Render every line of the items below as a numbered list, leaving out any blank lines.

#### Dataset records:
====
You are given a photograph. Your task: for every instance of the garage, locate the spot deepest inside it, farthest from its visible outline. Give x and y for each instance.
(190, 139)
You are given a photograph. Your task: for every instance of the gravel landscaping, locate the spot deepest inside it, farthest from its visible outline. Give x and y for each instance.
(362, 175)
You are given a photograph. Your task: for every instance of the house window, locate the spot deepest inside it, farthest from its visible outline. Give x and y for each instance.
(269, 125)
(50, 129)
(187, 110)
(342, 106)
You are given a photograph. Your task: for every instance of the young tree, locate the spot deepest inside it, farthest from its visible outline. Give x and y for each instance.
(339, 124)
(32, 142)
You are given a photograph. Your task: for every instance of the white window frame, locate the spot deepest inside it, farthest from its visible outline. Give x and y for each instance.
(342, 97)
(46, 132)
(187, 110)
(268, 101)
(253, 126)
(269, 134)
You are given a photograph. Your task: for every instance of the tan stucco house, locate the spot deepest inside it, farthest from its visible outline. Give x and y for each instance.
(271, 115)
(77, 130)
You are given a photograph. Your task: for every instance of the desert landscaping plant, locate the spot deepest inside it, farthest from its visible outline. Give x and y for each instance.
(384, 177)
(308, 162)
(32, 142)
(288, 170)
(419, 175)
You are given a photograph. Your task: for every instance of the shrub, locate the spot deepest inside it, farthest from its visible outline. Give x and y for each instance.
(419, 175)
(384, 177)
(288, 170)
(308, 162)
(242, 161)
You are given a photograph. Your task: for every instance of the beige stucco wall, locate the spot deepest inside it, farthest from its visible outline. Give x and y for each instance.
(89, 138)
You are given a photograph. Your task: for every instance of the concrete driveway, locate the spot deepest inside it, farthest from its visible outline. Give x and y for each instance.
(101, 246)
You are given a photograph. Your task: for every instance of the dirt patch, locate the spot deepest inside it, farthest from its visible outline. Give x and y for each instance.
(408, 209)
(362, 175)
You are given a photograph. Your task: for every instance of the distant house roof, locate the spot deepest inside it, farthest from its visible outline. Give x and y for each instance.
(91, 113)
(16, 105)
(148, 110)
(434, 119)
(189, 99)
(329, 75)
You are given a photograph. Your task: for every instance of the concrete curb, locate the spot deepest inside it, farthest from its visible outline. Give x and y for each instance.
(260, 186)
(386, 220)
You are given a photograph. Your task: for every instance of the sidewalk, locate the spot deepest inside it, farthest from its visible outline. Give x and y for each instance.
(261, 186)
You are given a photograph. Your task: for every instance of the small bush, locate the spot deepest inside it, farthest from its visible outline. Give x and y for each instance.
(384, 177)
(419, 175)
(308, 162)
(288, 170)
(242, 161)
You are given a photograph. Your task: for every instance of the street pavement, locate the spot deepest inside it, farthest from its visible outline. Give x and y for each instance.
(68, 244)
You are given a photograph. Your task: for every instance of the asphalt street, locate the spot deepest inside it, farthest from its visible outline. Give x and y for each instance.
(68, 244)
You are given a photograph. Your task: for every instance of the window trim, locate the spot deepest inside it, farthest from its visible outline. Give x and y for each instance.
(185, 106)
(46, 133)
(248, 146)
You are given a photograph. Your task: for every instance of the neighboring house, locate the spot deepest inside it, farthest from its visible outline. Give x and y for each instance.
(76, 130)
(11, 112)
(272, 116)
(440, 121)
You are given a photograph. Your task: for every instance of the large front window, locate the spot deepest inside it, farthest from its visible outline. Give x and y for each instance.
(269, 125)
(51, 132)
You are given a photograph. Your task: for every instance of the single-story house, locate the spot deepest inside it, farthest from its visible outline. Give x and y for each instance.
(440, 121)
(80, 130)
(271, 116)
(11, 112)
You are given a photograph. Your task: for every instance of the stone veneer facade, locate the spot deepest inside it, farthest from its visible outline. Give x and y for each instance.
====
#### Answer:
1. You are given a photograph. Your task: for every instance of the garage, locate the spot deepest inside it, farthest from its visible outline. Give x and y for each instance.
2. (190, 139)
3. You are given a photograph. Your task: for every instance of the gravel landscaping, locate the spot deepest inside it, farthest from its visible outline. Give x and y for each instance.
4. (362, 175)
5. You are given a photograph. Your task: for every instance of the house window, locate the spot deepest inside it, farthest from its visible outline. Give x and y for each instance.
6. (269, 125)
7. (50, 129)
8. (187, 110)
9. (342, 106)
10. You are given a photograph. Your task: for every instance of the young tree, locate the spot deepest inside it, farthest from its visible outline. Give x and y for each instance.
11. (339, 124)
12. (32, 142)
13. You are given a photograph. Your task: for every instance of the white window frame, locate the spot deepest inside it, farthest from its visible outline. Give x and y for each instance.
14. (342, 97)
15. (46, 132)
16. (187, 110)
17. (268, 101)
18. (253, 126)
19. (269, 134)
20. You are given a photograph. Your task: for every instance of the tan stucco house, locate the spot deepest inside it, farthest from its visible outline. Give x and y for each instance.
21. (271, 115)
22. (77, 130)
23. You are given a photograph. Your task: for every instance of the desert landscaping plant, locate the spot deepest inside it, farthest from its visible outline. Give x and y for each instance.
24. (384, 177)
25. (308, 162)
26. (32, 142)
27. (288, 170)
28. (419, 175)
29. You are given a photograph. Your task: for every instance of the shrub, locate the spot deepest inside it, farthest from its visible outline. Give x and y for each instance.
30. (419, 175)
31. (384, 177)
32. (288, 170)
33. (308, 162)
34. (242, 161)
35. You are given a photograph. Your task: for every instance of the beige stucco wall, locate the spot deepest inside it, farthest from its visible outline. Give x and y for each instance.
36. (89, 138)
37. You are given a photograph. Your task: for every instance of the concrete driveway, locate the spot deepest inside it, farthest from its visible outline. Give x and y for each instance.
38. (101, 246)
39. You are given a photograph. Your task: for every instance of the dirt patch, locate the spot deepest inside it, farthest from its visible outline. Give x and y for each instance.
40. (408, 209)
41. (362, 175)
42. You are given a photograph. Your task: for every instance of the distant house roof, locate the spot deepest inside it, farthest from its visible outline. Give x and y for each instance.
43. (91, 113)
44. (16, 105)
45. (148, 110)
46. (434, 119)
47. (189, 99)
48. (329, 75)
49. You are given a photograph. Your task: for every instance of the concrete curb, locate the spot deepest inside it, farthest from its visible outline. Give x and y for each instance.
50. (260, 186)
51. (386, 220)
52. You are given a photograph. Your task: for every instance of the sidewalk, locate the spot deepest inside it, farthest from its visible outline. Give x and y for each instance.
53. (261, 186)
54. You are given a photograph. Your task: for every instance of the small bush, locate the spot deepest inside it, farthest from its visible outline. Give x and y for each instance.
55. (384, 177)
56. (419, 175)
57. (308, 162)
58. (288, 170)
59. (242, 161)
60. You are given a photograph. Your task: for every instance of the street pavement, locate the spot deepest inside it, farthest from its visible outline. Give x and y for each instance.
61. (68, 244)
62. You are given a photograph. Your task: for every instance of the asphalt street, locate the spot deepest inside it, farthest from its visible outline. Give x and y for each instance.
63. (68, 244)
64. You are given a photograph. Your task: for every instance of the window trim, locate the spot deepest inside it, farthest from its visible outline. Give x and y for each instance.
65. (185, 106)
66. (46, 133)
67. (248, 146)
68. You are given a photograph. Your task: for every instance of the neighboring house, locate the spot deepest inside it, farthest from its visible outline. Give x and y for each instance.
69. (76, 130)
70. (11, 112)
71. (272, 116)
72. (440, 121)
73. You are given a photograph. Your task: for every instance of the large front window, locate the spot deepest inside it, farthest from its visible outline. Give x and y for each instance.
74. (269, 125)
75. (51, 132)
76. You are given a photograph. Your task: for every instance of the single-story house, locate the spot deepest inside it, farthest from its visible outline. Give x and y for each instance.
77. (440, 121)
78. (80, 130)
79. (271, 116)
80. (11, 112)
81. You are given a photograph. Your task: for every instance of the stone veneer facade, locate the spot deepest inside it, farthest from its visible outline. Give x and y for each instance.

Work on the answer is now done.